--- PROBLEM SET ---
A: In the journal extract, where has the writer been banished to, and where has Tasta been sent?
B: Copy the part of the journal extract between "Asia will not" and "bent upon self-destruction.", inclusive.

--- EXTRACT TO READ ---
========================================================================

From the highest pinnacles of bliss to the lowest valleys of despair, the desire for Tasta has left me exposed. Weak. For the past hand I could do naught but empty myself into her again and again, only to still find myself unsated and in need of yet more. I did not care if I never lived life again, but to be with her in my death.



I am banished to my room, and she to the kennels down in the underbelly of the House. For an entire day I have scratched at the walls and floor with my own nails until they bled, out of need for this.. addiction of mine. To smell. To taste. To join in heated communion and become one flesh, one mind, one accord.

Asia will not allow me to have her. For the kajira has disrupted me and possessed me, to the point that I am no longer myself, but a creature bent upon self-destruction.

If only I could have her here with me just once more.

Visitation

He was not expecting to see me, nor I him, to be quite honest. But I went there to the Inn on the spur of an impassioned moment. It grieved me that Marius had left me behind again, and without one word to me. Does he not know that I am utterly lost without him? Does he not care one iota?


Marius opened the door to me and allowed me inside. He was the gracious host as well. Yet there was a distance, a chasm between us that seemed to me unbridgeable. The more polite he was to me, the wider it became. Until I lost control of my faculties and threw myself at his feet with weeping, just like a foolish slave.

While I was still rejected in the end, it was not without a bit of compassion on his part. He wove his fingers into the hair of his inconsolable slave and assured me that no matter the final outcome, he would always remember me fondly. And then he took his pleasure with me in that impromptu tryst in such a way that I shall never forget.

I am a slave in love with my Master. Yet love itself is a curse under whose weight I crumble, and I am suspended like a pendulum now between two worlds; that of the Cosian Theatre District Administrator's and that of a Slaver's on Thanta Isle. Yet I do not know for certain which way the pendulum will swing, nor for whose bell I shall toll.

It is the uncertainty that vexes me most.

The Audition

With much excitment and for two hands I awaited the day of Marius' return. But all along I was in self-denial as to the real purpose of his return. For it was to see whether or not I could play my instrument. No.. actually it was to see whether I could play my instrument well. The way that I used to play her.


Marius and I were both disappointed for the exact same reason: I failed miserably. My Kalika sings as beautiful as ever, but she no longer yields to her Master. It is as if she is now my Mistress, and I am her unworthy slave. My beggance that she sing so beautifully for me went unrequited.

========================================================================

--- INFORMATION GIVEN ---

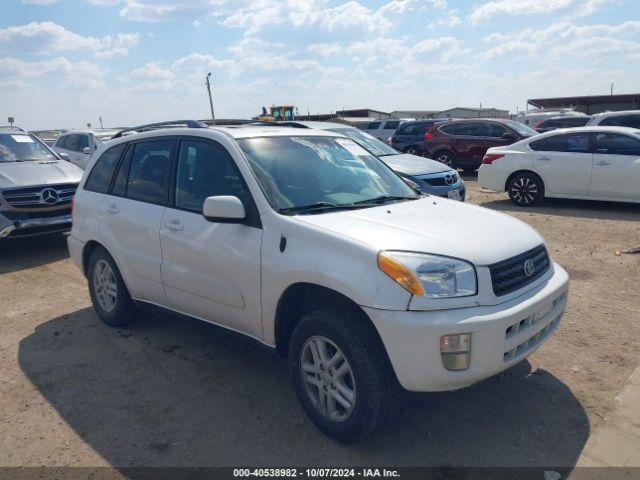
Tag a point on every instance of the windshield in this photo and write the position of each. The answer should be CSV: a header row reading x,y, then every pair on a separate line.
x,y
371,143
325,172
520,128
22,147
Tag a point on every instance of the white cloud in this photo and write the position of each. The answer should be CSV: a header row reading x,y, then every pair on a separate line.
x,y
489,10
565,40
43,38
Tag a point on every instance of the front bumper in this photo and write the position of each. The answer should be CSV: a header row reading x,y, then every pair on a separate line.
x,y
501,335
26,226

========================================================================

--- ANSWERS FOR THE EXERCISE ---
A: The writer is banished to their room, and Tasta to the kennels down in the underbelly of the House.

B:
Asia will not allow me to have her. For the kajira has disrupted me and possessed me, to the point that I am no longer myself, but a creature bent upon self-destruction.